## start SOURCE DATA

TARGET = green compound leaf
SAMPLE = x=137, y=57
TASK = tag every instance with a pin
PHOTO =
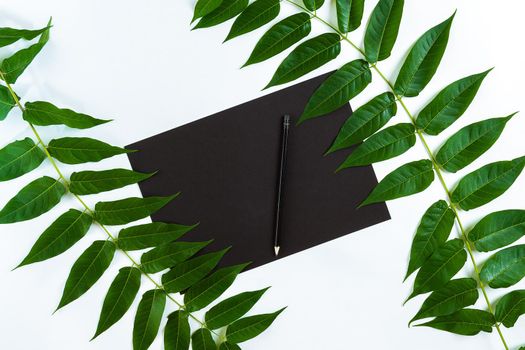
x=408, y=179
x=454, y=296
x=255, y=16
x=78, y=150
x=280, y=37
x=365, y=121
x=469, y=143
x=119, y=298
x=423, y=60
x=487, y=183
x=463, y=322
x=510, y=307
x=450, y=104
x=432, y=233
x=91, y=182
x=63, y=233
x=339, y=88
x=498, y=230
x=505, y=268
x=440, y=267
x=127, y=210
x=19, y=158
x=307, y=57
x=382, y=30
x=87, y=270
x=250, y=327
x=386, y=144
x=33, y=200
x=148, y=318
x=231, y=309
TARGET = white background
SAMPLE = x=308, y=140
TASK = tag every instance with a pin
x=138, y=62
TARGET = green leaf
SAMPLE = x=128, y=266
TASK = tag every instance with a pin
x=127, y=210
x=454, y=296
x=510, y=307
x=87, y=270
x=150, y=235
x=498, y=230
x=205, y=292
x=365, y=121
x=119, y=298
x=339, y=88
x=307, y=57
x=249, y=327
x=77, y=150
x=169, y=254
x=433, y=232
x=450, y=104
x=233, y=308
x=280, y=37
x=91, y=182
x=19, y=158
x=186, y=274
x=440, y=267
x=386, y=144
x=33, y=200
x=505, y=268
x=469, y=143
x=63, y=233
x=148, y=318
x=225, y=11
x=382, y=30
x=487, y=183
x=463, y=322
x=255, y=16
x=349, y=14
x=177, y=333
x=408, y=179
x=423, y=60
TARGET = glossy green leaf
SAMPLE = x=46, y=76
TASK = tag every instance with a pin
x=249, y=327
x=150, y=235
x=280, y=37
x=432, y=232
x=255, y=16
x=469, y=143
x=487, y=183
x=231, y=309
x=19, y=158
x=119, y=298
x=186, y=274
x=498, y=230
x=382, y=30
x=423, y=60
x=408, y=179
x=169, y=254
x=63, y=233
x=91, y=182
x=307, y=57
x=452, y=297
x=440, y=267
x=33, y=200
x=463, y=322
x=128, y=210
x=148, y=318
x=77, y=150
x=339, y=88
x=505, y=268
x=365, y=121
x=386, y=144
x=87, y=270
x=450, y=104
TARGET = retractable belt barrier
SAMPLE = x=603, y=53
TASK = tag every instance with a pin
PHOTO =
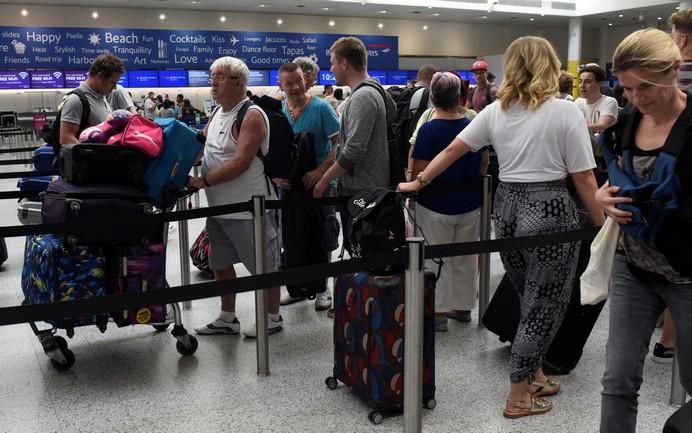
x=19, y=149
x=15, y=161
x=76, y=308
x=105, y=304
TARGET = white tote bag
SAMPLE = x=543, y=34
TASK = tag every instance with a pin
x=596, y=278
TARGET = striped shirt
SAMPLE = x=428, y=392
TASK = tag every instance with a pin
x=685, y=75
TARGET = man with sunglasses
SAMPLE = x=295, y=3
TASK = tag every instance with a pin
x=232, y=172
x=485, y=92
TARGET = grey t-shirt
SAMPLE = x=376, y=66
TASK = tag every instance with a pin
x=119, y=99
x=363, y=150
x=72, y=108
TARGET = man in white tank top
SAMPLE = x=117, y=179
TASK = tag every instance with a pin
x=231, y=173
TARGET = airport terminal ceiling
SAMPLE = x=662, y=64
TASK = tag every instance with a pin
x=542, y=12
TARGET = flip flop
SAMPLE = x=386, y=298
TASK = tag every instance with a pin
x=536, y=406
x=547, y=388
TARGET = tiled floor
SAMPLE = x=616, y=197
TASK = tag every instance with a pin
x=133, y=379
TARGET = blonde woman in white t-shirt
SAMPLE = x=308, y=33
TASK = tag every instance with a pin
x=538, y=144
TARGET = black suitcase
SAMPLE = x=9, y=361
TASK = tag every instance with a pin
x=680, y=421
x=502, y=318
x=95, y=163
x=368, y=340
x=65, y=202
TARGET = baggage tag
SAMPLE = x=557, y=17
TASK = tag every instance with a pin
x=144, y=313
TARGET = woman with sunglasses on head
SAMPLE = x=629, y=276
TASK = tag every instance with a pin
x=539, y=140
x=654, y=271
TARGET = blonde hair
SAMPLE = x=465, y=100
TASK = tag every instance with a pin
x=682, y=20
x=650, y=49
x=531, y=73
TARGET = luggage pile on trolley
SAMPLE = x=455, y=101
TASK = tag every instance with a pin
x=140, y=169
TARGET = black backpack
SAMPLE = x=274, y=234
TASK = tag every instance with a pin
x=397, y=165
x=278, y=160
x=406, y=116
x=377, y=222
x=51, y=133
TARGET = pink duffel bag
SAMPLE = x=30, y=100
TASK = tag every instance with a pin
x=142, y=134
x=103, y=131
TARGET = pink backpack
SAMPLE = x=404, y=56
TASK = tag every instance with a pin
x=142, y=134
x=103, y=131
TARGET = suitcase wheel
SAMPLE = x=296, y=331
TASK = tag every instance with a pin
x=147, y=208
x=375, y=417
x=429, y=403
x=74, y=207
x=66, y=353
x=185, y=350
x=331, y=382
x=161, y=328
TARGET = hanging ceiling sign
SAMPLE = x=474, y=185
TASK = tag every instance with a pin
x=76, y=48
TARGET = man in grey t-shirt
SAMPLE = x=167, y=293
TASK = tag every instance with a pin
x=104, y=74
x=362, y=158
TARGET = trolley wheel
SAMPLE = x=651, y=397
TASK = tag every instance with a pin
x=187, y=351
x=61, y=342
x=430, y=403
x=69, y=360
x=161, y=328
x=331, y=382
x=375, y=417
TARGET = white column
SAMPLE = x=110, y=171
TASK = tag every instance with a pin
x=574, y=50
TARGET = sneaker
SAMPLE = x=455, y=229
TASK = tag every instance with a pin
x=662, y=354
x=323, y=301
x=288, y=300
x=274, y=326
x=219, y=326
x=463, y=316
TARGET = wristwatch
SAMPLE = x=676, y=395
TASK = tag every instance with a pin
x=422, y=182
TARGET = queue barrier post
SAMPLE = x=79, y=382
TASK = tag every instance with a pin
x=195, y=173
x=184, y=247
x=413, y=336
x=258, y=210
x=678, y=395
x=484, y=258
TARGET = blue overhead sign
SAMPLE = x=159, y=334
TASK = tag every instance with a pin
x=76, y=48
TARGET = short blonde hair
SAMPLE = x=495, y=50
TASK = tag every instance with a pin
x=236, y=68
x=650, y=49
x=531, y=73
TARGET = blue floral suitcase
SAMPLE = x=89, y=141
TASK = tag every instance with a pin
x=54, y=273
x=369, y=336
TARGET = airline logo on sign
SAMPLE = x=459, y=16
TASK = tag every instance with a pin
x=56, y=47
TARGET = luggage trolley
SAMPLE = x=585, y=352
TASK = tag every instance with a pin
x=62, y=358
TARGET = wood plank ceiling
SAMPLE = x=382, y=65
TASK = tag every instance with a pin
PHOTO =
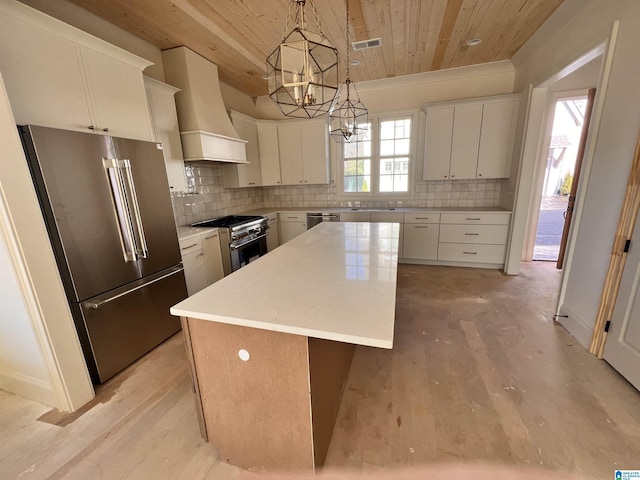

## end SOURCE DATA

PROBLEM: List every line in the entries above that contains the string "green", matching case.

RESPONSE TO THIS EXERCISE:
TARGET = green compound leaf
TARGET = green leaf
TARGET = glossy green leaf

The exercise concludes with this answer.